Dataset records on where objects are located
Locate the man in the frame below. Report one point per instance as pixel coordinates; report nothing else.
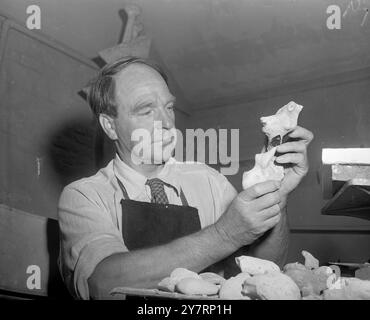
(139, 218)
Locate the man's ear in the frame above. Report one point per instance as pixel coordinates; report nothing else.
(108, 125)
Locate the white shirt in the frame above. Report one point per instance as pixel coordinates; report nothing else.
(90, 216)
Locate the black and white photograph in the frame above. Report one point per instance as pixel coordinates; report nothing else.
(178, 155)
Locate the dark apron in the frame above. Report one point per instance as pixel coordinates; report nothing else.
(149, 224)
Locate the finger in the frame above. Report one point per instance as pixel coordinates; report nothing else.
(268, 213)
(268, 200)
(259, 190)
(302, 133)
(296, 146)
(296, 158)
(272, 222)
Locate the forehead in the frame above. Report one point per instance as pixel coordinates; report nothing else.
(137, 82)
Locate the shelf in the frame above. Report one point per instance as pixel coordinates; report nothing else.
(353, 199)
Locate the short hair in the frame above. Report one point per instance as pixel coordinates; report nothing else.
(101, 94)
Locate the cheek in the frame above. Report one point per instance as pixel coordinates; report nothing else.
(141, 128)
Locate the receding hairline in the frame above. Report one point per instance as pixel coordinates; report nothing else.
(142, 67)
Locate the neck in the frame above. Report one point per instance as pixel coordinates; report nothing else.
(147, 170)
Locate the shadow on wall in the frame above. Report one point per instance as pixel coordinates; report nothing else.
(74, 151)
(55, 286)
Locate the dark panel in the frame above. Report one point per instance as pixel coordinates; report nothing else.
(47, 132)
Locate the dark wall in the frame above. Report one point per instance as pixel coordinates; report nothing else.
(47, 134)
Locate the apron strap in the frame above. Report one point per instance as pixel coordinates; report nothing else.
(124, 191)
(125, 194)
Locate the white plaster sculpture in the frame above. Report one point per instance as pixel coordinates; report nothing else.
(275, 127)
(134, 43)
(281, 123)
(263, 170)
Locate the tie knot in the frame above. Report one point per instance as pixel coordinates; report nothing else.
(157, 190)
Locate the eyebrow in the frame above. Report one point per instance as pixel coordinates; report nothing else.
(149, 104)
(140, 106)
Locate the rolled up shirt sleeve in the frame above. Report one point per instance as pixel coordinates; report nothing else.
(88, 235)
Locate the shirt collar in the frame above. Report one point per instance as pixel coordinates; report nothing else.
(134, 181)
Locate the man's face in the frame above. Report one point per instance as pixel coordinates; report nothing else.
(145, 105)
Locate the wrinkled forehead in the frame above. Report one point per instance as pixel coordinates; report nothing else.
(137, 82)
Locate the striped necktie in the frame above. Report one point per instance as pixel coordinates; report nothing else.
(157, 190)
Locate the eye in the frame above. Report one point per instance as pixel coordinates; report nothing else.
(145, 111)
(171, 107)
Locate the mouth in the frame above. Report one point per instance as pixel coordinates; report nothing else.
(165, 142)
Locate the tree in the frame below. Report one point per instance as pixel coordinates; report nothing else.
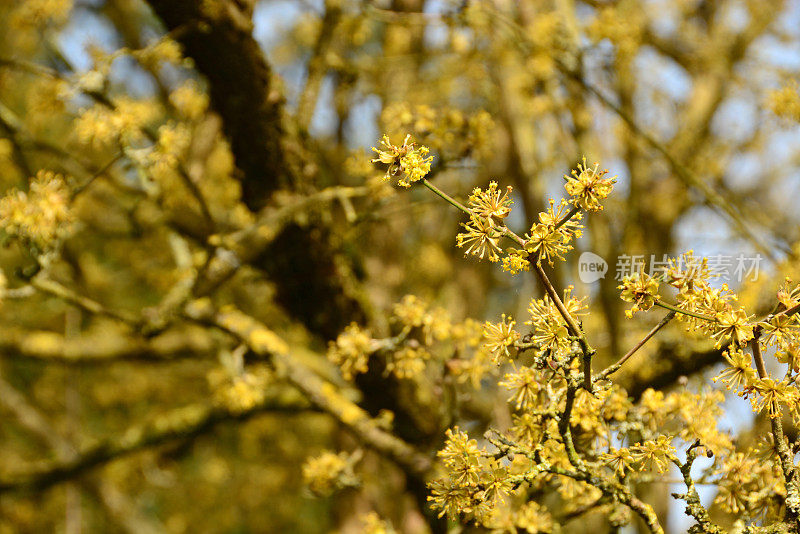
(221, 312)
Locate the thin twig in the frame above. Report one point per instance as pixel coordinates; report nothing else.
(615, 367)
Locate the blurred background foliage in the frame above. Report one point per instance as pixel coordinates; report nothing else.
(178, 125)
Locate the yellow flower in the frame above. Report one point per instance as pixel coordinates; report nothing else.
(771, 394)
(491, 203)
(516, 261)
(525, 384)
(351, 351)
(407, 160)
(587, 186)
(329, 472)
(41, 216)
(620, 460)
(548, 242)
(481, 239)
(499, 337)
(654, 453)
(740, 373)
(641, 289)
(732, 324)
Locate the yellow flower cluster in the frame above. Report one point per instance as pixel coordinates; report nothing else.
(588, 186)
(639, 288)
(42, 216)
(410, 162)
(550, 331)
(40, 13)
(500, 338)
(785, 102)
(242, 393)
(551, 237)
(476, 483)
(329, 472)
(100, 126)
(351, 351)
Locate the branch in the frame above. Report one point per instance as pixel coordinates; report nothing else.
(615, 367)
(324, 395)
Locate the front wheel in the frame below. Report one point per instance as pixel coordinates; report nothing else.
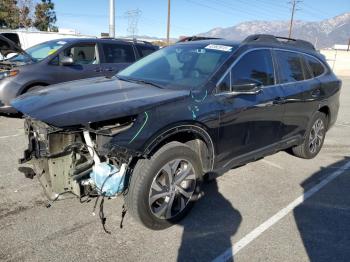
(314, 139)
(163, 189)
--
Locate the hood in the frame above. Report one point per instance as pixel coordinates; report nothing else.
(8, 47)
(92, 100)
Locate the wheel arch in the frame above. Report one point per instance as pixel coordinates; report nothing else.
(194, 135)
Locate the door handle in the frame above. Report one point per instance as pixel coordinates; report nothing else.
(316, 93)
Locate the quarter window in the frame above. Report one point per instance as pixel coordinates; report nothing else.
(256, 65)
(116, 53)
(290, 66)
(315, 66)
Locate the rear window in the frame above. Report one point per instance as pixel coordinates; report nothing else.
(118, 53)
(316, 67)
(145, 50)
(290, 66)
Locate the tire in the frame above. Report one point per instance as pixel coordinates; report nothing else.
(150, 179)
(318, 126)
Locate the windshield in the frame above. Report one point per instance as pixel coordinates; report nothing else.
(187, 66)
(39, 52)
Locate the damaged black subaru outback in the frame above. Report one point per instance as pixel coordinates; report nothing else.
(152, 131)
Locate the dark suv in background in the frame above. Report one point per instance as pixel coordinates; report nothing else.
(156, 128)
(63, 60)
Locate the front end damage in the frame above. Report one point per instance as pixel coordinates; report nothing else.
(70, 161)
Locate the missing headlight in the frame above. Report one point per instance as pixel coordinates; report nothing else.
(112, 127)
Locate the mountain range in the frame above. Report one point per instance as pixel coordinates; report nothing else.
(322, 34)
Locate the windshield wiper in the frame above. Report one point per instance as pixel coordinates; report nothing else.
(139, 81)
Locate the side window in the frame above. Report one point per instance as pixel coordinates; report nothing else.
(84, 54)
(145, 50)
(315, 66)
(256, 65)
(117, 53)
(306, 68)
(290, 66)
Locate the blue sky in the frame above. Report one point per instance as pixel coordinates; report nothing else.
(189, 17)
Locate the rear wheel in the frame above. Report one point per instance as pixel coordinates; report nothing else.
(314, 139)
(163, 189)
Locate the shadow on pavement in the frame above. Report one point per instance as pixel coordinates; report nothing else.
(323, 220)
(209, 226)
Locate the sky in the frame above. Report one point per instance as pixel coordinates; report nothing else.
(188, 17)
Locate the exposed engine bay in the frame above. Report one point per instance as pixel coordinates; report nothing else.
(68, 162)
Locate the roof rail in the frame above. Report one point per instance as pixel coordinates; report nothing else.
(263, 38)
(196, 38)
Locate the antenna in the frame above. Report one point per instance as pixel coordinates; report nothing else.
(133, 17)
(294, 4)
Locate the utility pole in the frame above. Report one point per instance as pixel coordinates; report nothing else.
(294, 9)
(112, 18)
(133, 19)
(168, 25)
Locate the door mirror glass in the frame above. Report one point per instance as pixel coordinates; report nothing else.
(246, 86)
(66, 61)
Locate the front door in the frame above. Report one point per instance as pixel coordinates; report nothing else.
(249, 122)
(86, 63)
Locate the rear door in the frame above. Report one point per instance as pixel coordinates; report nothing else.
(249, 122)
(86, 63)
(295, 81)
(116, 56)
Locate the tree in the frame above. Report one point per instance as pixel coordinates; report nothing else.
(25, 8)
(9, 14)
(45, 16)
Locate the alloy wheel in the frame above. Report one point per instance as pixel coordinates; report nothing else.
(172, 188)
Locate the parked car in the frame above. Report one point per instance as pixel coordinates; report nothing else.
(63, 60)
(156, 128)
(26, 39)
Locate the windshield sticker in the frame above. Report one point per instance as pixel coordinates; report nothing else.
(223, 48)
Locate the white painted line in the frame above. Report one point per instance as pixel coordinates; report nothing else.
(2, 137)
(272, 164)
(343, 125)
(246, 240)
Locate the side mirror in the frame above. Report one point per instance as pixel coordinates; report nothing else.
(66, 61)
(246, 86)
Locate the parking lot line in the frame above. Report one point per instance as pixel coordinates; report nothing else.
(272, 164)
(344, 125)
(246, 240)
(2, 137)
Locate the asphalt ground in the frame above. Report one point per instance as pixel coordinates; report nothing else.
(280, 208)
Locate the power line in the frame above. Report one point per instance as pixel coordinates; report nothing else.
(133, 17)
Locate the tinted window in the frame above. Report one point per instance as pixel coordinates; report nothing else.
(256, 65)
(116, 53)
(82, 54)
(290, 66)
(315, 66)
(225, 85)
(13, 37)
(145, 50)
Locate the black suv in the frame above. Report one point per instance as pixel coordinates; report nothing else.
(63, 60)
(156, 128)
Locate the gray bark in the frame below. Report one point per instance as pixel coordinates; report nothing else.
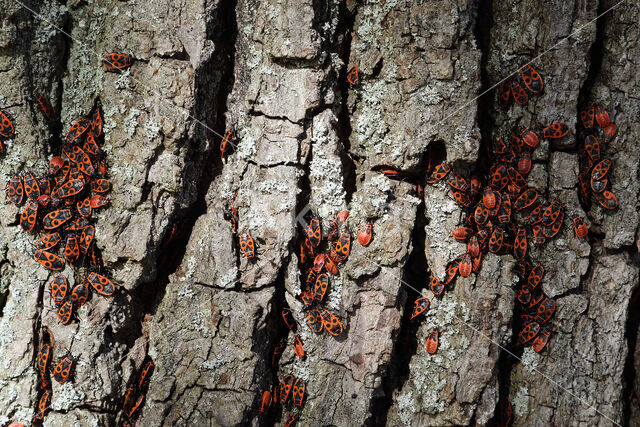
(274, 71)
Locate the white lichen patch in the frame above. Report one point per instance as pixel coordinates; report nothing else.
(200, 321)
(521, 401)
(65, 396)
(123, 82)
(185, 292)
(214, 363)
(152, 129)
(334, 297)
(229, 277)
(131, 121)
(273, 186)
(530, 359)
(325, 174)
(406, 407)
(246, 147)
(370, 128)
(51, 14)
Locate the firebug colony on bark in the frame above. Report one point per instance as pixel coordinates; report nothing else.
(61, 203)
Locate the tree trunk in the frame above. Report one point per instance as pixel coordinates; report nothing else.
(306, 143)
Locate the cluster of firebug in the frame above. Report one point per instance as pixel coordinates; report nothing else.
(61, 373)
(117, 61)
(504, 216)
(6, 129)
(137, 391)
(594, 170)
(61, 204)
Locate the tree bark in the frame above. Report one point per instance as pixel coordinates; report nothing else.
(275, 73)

Instructions to follow - Pick out every line in the material that contains the string "apron", and copy each one. Case counts.

Task solution -
Locate the dark apron in the frame above. Report one point per instance as pixel coordinates; report nothing else.
Locate the apron strap in the frame above. Report one point per instance as pixel coordinates; report nothing else.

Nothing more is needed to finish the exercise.